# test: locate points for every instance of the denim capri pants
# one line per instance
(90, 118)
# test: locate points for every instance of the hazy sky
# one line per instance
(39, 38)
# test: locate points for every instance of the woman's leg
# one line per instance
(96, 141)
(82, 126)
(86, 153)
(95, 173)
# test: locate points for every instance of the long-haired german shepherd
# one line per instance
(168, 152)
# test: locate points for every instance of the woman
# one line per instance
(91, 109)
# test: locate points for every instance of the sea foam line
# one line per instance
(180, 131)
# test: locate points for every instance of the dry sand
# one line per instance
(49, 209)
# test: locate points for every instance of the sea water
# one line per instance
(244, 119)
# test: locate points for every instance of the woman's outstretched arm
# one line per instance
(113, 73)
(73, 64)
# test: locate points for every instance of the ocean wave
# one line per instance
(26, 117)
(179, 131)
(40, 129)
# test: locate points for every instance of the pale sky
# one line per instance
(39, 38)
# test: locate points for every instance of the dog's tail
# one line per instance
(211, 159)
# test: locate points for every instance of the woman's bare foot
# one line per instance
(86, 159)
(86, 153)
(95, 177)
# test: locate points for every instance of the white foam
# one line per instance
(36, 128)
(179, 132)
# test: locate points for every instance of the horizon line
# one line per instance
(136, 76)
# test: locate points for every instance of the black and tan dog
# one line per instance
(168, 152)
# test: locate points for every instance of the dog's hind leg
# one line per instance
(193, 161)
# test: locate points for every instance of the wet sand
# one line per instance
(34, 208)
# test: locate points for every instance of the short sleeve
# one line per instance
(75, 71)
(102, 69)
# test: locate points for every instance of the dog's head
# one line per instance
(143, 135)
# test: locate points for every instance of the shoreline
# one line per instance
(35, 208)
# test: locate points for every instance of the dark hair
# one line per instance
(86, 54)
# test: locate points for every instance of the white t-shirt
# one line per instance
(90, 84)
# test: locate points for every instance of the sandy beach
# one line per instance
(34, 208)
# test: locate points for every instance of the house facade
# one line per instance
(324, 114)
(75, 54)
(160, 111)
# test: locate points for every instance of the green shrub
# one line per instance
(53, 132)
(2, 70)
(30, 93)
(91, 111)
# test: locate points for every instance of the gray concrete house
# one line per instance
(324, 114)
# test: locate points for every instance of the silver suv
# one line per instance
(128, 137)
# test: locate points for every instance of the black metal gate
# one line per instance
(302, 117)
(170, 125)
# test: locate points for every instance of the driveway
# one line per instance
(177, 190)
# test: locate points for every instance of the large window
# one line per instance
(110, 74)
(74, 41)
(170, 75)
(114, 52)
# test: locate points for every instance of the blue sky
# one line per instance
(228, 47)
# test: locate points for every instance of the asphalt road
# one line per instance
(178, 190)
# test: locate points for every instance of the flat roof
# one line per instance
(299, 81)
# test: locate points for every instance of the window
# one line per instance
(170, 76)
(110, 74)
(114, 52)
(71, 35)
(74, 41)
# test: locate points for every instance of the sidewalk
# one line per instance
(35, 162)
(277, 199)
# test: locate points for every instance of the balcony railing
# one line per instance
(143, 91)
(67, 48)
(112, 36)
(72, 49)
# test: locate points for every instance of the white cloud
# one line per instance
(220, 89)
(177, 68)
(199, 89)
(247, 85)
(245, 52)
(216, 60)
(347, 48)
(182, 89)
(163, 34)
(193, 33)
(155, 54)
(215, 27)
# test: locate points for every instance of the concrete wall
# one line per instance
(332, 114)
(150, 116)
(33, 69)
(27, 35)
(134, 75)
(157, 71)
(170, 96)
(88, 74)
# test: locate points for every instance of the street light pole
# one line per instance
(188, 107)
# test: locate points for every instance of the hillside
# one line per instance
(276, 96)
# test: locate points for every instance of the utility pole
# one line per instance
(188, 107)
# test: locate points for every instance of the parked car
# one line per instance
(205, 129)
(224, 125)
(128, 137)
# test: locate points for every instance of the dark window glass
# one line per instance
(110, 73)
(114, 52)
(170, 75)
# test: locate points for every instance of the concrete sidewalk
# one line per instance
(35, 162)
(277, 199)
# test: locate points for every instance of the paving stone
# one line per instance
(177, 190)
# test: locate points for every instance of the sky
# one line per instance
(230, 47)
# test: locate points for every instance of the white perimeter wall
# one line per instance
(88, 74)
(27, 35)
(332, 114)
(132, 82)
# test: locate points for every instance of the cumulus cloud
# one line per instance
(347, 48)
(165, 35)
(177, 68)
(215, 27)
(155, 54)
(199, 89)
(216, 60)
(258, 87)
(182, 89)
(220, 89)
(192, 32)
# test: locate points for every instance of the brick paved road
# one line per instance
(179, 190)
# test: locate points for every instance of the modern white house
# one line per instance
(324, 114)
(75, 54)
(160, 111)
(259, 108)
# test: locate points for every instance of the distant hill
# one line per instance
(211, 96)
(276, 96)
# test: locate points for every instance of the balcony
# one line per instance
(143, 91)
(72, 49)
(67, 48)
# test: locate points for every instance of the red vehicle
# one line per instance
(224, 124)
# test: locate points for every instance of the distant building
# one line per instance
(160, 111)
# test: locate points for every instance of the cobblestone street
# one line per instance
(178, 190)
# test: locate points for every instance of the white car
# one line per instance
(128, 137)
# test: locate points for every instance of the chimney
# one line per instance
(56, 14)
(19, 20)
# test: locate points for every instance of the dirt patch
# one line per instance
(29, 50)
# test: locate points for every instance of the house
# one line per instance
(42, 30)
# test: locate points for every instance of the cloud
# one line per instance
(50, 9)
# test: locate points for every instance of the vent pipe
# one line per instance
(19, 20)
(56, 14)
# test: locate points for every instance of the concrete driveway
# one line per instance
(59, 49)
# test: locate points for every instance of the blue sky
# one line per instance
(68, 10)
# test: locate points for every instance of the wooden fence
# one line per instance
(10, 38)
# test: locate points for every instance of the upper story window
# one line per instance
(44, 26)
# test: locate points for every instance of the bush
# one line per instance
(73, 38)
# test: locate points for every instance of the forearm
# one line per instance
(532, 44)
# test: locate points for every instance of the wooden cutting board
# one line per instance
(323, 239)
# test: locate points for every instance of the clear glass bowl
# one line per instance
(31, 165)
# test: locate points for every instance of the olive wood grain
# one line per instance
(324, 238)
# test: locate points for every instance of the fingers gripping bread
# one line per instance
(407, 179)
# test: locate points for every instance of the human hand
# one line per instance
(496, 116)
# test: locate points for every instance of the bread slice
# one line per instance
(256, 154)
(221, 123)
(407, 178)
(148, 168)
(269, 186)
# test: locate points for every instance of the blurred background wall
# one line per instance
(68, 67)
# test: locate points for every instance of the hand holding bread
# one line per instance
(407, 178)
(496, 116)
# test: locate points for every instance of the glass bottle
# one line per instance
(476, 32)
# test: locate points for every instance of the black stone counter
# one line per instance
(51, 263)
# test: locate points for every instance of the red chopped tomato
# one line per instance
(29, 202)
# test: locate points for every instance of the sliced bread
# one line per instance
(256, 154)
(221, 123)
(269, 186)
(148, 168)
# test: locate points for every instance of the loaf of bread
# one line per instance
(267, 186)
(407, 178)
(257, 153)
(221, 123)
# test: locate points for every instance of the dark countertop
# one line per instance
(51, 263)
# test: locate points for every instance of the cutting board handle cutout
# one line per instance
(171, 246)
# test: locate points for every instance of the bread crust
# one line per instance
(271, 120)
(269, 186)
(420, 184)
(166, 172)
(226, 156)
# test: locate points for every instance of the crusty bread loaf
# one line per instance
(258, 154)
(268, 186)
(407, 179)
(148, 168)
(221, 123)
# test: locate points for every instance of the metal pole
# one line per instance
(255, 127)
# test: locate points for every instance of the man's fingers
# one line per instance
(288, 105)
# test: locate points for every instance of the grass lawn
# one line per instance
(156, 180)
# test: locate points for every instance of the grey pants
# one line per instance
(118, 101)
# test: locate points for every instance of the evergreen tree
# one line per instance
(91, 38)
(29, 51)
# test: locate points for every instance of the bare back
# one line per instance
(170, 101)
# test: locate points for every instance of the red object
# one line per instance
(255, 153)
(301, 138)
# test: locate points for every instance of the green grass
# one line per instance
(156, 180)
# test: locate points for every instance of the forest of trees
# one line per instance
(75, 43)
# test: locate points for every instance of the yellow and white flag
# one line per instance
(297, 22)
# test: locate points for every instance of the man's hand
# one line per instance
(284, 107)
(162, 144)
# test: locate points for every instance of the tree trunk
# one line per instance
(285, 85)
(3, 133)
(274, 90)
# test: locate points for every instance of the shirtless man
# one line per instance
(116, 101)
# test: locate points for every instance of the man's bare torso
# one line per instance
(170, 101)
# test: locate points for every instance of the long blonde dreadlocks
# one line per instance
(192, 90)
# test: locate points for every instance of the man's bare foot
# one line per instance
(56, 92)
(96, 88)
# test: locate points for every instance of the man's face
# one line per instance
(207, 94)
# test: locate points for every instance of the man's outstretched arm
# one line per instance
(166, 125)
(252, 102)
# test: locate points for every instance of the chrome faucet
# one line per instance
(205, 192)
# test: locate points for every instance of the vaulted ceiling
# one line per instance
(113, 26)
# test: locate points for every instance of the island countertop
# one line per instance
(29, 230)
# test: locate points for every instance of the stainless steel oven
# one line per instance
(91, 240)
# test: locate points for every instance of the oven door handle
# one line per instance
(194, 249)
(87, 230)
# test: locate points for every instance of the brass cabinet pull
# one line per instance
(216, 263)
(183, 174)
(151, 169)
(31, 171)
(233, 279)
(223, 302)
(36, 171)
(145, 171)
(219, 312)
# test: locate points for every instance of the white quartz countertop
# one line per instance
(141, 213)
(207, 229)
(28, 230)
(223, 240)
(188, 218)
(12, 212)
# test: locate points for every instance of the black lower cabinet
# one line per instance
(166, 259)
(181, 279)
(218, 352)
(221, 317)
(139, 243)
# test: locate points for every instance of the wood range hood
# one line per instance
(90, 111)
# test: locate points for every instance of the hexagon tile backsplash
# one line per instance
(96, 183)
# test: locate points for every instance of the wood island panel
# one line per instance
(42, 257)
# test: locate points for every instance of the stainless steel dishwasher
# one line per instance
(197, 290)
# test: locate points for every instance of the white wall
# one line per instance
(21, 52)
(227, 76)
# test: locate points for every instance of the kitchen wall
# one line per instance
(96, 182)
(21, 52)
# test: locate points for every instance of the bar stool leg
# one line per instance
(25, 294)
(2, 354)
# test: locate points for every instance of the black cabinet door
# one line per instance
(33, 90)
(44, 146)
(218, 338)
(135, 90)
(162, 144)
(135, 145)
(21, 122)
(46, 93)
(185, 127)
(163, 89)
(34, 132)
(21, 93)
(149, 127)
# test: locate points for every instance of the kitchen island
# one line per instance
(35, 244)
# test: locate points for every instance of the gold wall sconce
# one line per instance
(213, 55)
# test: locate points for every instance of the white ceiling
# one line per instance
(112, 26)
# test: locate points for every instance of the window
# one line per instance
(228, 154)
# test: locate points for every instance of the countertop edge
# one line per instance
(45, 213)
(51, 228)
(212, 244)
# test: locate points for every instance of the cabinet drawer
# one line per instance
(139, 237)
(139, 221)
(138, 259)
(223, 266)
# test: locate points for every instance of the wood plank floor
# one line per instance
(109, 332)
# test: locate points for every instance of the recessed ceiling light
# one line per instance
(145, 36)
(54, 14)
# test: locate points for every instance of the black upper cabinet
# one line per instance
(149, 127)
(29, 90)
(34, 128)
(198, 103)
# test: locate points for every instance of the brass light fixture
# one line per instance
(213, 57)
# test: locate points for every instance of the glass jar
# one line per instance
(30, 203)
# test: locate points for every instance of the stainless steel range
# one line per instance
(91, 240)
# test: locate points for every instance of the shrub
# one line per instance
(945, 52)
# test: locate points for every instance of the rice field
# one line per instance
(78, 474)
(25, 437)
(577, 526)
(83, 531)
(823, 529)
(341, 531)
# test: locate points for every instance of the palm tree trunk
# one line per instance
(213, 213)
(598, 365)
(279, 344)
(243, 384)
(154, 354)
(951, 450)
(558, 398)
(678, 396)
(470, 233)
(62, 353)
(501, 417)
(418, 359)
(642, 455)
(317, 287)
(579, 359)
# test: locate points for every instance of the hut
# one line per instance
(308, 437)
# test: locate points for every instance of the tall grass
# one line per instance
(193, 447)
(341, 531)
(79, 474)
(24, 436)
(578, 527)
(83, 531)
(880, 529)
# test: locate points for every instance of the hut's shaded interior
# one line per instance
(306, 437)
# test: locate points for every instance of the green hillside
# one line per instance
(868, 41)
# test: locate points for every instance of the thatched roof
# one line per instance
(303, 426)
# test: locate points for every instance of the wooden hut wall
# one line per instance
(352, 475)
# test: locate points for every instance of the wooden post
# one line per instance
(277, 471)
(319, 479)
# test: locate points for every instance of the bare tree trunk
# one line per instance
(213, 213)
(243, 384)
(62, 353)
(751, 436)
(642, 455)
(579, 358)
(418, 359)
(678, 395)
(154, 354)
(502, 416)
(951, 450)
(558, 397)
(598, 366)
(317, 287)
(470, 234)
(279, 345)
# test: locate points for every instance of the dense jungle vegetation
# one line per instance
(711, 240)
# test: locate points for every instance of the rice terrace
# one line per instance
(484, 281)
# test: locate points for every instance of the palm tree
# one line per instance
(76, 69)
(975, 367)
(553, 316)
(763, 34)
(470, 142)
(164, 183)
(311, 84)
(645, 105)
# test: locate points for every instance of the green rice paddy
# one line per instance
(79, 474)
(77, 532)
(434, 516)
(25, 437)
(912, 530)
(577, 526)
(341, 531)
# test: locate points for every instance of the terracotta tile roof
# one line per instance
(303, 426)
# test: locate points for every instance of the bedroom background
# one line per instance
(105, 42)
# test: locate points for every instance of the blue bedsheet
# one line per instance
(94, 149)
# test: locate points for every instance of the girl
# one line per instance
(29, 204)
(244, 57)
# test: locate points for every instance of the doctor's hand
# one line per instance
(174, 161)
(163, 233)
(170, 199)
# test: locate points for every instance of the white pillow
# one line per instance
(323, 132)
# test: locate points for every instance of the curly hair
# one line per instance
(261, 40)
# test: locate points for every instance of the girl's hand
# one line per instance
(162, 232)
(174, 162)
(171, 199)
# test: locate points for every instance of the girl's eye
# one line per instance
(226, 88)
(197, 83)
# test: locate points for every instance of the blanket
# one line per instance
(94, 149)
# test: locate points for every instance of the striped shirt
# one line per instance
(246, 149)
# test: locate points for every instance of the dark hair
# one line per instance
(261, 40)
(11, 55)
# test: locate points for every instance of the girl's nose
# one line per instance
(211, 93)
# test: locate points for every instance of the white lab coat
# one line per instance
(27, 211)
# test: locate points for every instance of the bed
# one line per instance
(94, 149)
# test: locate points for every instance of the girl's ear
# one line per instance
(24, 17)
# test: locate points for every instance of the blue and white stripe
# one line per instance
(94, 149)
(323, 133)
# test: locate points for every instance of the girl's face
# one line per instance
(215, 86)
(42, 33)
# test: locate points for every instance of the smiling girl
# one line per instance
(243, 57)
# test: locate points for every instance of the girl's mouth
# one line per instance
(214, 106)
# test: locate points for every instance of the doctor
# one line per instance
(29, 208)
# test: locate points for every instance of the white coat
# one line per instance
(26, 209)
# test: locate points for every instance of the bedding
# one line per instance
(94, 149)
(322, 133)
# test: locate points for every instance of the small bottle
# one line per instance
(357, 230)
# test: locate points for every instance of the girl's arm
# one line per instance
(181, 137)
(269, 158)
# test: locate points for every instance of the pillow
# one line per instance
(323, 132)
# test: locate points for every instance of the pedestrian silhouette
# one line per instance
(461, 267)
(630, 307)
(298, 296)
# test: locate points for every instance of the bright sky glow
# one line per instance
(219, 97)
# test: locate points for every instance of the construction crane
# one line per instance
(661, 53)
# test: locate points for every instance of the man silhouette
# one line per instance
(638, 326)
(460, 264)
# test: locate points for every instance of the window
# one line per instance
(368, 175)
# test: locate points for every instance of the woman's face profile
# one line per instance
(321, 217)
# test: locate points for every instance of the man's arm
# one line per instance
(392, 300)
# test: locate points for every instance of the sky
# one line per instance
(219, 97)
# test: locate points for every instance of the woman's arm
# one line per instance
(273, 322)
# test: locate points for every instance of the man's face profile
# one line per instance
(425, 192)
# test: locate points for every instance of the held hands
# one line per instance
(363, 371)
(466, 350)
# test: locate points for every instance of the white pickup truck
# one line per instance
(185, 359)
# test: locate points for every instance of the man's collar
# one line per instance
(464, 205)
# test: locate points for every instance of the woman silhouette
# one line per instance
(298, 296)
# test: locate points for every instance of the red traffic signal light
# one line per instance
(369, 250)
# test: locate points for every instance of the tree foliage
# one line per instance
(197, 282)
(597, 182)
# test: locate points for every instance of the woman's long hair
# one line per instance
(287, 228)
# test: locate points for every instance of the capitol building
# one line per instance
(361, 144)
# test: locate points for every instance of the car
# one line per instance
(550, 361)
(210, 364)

^^^^^^^^

- _Petunjuk Latihan_:
Bisakah Anda menulis ulang baris data mulai dari baris yang memuat "# test: locate points for every instance of the tree foliage" hingga akhir data, dengan mengganti "capitol building" menjadi "parliament building" dan membiarkan selebihnya tetap sama?

- _Hasil_:
# test: locate points for every instance of the tree foliage
# one line per instance
(197, 282)
(597, 182)
# test: locate points for every instance of the woman's long hair
# one line per instance
(287, 228)
# test: locate points for every instance of the parliament building
# one line per instance
(361, 144)
# test: locate points for every instance of the car
# one line per instance
(550, 361)
(210, 364)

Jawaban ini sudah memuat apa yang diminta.